=== PROBLEM STATEMENT ===
Your answer should hold the data exactly as given, minus any picture.

=== EXERCISE MATERIALS ===
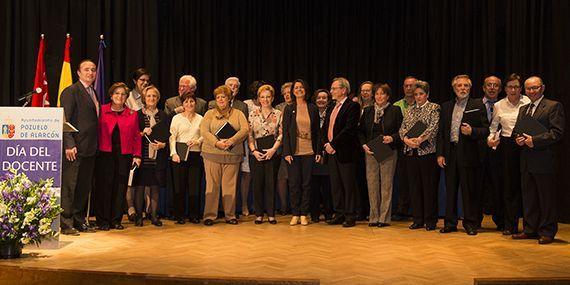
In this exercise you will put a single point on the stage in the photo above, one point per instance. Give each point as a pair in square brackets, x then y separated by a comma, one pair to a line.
[331, 254]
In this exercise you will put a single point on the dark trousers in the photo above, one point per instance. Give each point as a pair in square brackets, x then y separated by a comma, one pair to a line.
[491, 182]
[467, 178]
[111, 187]
[343, 187]
[187, 181]
[422, 172]
[300, 184]
[321, 195]
[539, 203]
[263, 176]
[403, 207]
[76, 183]
[362, 199]
[511, 177]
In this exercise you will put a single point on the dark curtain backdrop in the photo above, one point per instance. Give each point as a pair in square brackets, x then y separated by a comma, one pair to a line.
[278, 41]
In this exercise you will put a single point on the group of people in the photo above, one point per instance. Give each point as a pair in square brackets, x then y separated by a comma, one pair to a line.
[312, 152]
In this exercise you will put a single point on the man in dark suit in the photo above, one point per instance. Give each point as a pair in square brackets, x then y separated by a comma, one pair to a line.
[339, 134]
[491, 181]
[233, 84]
[81, 108]
[186, 85]
[463, 129]
[537, 163]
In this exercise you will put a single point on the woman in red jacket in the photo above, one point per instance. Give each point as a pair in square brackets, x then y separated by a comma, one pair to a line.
[119, 148]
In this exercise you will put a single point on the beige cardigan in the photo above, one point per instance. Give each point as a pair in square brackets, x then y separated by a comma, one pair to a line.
[210, 124]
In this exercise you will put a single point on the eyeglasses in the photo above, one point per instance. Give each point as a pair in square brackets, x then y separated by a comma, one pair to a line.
[533, 88]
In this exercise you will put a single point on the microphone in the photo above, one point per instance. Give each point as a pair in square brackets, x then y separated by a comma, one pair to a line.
[29, 94]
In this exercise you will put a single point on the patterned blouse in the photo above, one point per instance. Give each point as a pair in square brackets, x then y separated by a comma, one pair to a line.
[261, 126]
[428, 114]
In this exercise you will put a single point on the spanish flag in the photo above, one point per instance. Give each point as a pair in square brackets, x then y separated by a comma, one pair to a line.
[41, 97]
[65, 79]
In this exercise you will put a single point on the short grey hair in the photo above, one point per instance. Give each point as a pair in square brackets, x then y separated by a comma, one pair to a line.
[343, 83]
[422, 85]
[285, 86]
[232, 78]
[189, 78]
[461, 76]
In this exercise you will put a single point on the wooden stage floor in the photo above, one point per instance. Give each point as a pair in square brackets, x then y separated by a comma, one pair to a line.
[332, 254]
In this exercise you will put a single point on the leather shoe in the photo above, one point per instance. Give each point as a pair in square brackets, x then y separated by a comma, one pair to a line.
[337, 220]
[448, 229]
[103, 227]
[232, 222]
[117, 227]
[70, 232]
[349, 223]
[545, 240]
[471, 231]
[525, 236]
[84, 228]
[415, 226]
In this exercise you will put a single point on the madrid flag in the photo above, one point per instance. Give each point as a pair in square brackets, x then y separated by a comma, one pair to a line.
[65, 78]
[41, 98]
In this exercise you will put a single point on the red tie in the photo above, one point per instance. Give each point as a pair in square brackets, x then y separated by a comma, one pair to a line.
[332, 120]
[94, 98]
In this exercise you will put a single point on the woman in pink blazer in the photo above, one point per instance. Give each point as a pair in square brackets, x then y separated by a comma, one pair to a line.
[119, 149]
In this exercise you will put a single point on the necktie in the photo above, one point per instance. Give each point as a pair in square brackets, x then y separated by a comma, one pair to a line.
[530, 110]
[332, 120]
[491, 105]
[93, 98]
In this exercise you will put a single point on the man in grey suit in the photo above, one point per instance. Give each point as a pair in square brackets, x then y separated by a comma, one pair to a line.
[186, 85]
[81, 109]
[538, 162]
[234, 84]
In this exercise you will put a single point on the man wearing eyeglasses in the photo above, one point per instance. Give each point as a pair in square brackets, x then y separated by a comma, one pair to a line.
[341, 145]
[537, 163]
[491, 172]
[463, 127]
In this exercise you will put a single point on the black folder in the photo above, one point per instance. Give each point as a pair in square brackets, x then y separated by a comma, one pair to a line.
[225, 132]
[417, 130]
[160, 132]
[182, 150]
[381, 150]
[133, 175]
[530, 126]
[266, 142]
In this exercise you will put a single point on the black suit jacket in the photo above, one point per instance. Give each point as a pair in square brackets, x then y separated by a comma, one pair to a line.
[345, 132]
[391, 123]
[162, 154]
[470, 149]
[81, 112]
[290, 128]
[541, 158]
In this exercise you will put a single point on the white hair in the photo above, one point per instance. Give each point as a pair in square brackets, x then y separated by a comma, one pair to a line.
[232, 78]
[189, 78]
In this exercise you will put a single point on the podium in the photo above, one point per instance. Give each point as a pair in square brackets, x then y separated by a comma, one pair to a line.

=== SOLUTION TO THIS EXERCISE ===
In this exercise you will put a single point on the stage in the photo above, one point per instance. Give each point as a pair in square brackets, x then y separated by a comma, one pair to a line.
[331, 254]
In this exercise you will put a single point on the dark trousers in the photo above, one point per instance. Give each point as a pair in square brackets, x then y separated by a comma, one pair to a line.
[491, 182]
[467, 178]
[111, 187]
[343, 187]
[187, 181]
[422, 172]
[300, 184]
[321, 195]
[539, 203]
[263, 176]
[403, 207]
[76, 183]
[362, 199]
[511, 177]
In this exercise you will put a single point on the dark curtain backdrop in the photo above, one point per instance. Give each point as a pair in square brackets, x then y separated by a comma, one pair to a line.
[278, 41]
In this exercise you will put a single point on the group of people in the photo above, one point per instance. Give each point as a pair in square brackets, x then y separated by a comma, one pair to a line.
[312, 152]
In this exercise you will put a single point on the man in dark suit in the photo above, one point per instance. Give each point as a pair in square brackets, x then y separated by a comma, one pair to a line.
[339, 134]
[491, 181]
[233, 84]
[81, 108]
[186, 85]
[463, 129]
[537, 163]
In this exercise you will put a single point on the woman in red jacket in the photo above, one point per instance. Give each point as a pair in square brackets, x then y separated by a comma, one pair to a line.
[119, 148]
In this exercise you will put a single point on the beige cardigan in the photo above, one point per instance. Give each point as a pair in square brackets, x then y separated by a comma, one pair to a line.
[210, 124]
In this exercise you will put a single point on the eyeglasses in the photo above, one point per instance. Give each point as a pair in square brackets, x then y separated by a comma, one pair to a line.
[533, 88]
In this exercise you will put a single point on the microphone in the photo above, one point per instance. Give each point as a pair in square brackets, x then y separated by a comma, one pair to a line.
[29, 94]
In this exercise you will put a single point on the patterned blouse in the photo above, one point per instance. Give each point as a pair in square brackets, x then y separated by a comma, one pair to a line.
[261, 126]
[428, 114]
In this exercise you will put a single point on the spanish flag in the photo above, one point per instance. Give each point as a pair in square brackets, x then y separated by a comma, one pair to a line.
[41, 97]
[65, 79]
In this exercise you will put a single point on the short grey hair in the photo above, one point per instance. Give each point as a pair in square brackets, x then y separated by a comma, one pair to a line.
[343, 83]
[422, 85]
[285, 86]
[232, 78]
[189, 78]
[461, 76]
In this exercise you will put a single point on the wooden stage floor in the photo above, one point per instance. Give each point as a pair in square brackets, x then y separated by a comma, one pair to a line.
[332, 254]
In this exercise you will put a single point on the leather shoe in the photo above, one point per instance. Give each point as a pair in square brackets, x then y separated by a comma, one pair to a line.
[337, 220]
[448, 229]
[103, 227]
[232, 222]
[117, 227]
[70, 232]
[349, 223]
[545, 240]
[471, 231]
[525, 236]
[84, 228]
[415, 226]
In this exercise you will put a single point on the madrid flag in the photo above, one point per instance. Give each point as a pair in square brackets, x then y separated by a comma, one pair to a line.
[65, 78]
[41, 98]
In this exercise you will put a single point on the red tie in the photo above, one point per instance. Give each point as a pair in square brackets, x then y separated by a comma, one pair to a line.
[332, 120]
[94, 98]
In this exercise you will put a single point on the woman in pink blazer in the photo above, one point per instance. Give each point as a pair in square brackets, x then y separated by a comma, one pair to a line.
[119, 149]
In this exercise you will put a single point on the necktie in the photo above, one point per instance. Give each point as a pair in square brackets, x then y separated by a comma, one pair to a line.
[530, 110]
[332, 120]
[491, 105]
[93, 98]
In this exercise you will put a single point on the man in grey suit in the photo above, one point per instance. Give each point as a pair in square brackets, x then y separated by a comma, one pair to a line.
[186, 85]
[81, 109]
[538, 162]
[234, 84]
In this exercise you will put a single point on the man wearing eyeglasses in the photo above, one point per instance. Give each point as a pair in square brackets, x then y separated by a comma, one pair to a line.
[341, 145]
[537, 163]
[491, 172]
[463, 127]
In this exercise you will put a single point on the black folder in the photo above, one point per instance. Give each point as a pair in square brackets, x then y separated by a comma, one pair to a line.
[225, 132]
[417, 130]
[160, 132]
[182, 150]
[381, 150]
[133, 175]
[530, 126]
[266, 142]
In this exercise you will put a single point on the black suit jacket in the photo above, one point per instance. Give each point as a pair in square brackets, x then y separated by a comma, one pair to a line.
[345, 132]
[391, 123]
[162, 154]
[470, 149]
[81, 112]
[290, 128]
[541, 158]
In this exercise you will put a single point on the white hair in the photo above, one point per instance. Give each point as a pair in square brackets, x then y separated by a comma, one pair to a line.
[232, 78]
[189, 78]
In this exercise you will put a single point on the podium in the photo above, one point per instance. Give each point as a pair in square brackets, x then y separated by a comma, one pair to a line.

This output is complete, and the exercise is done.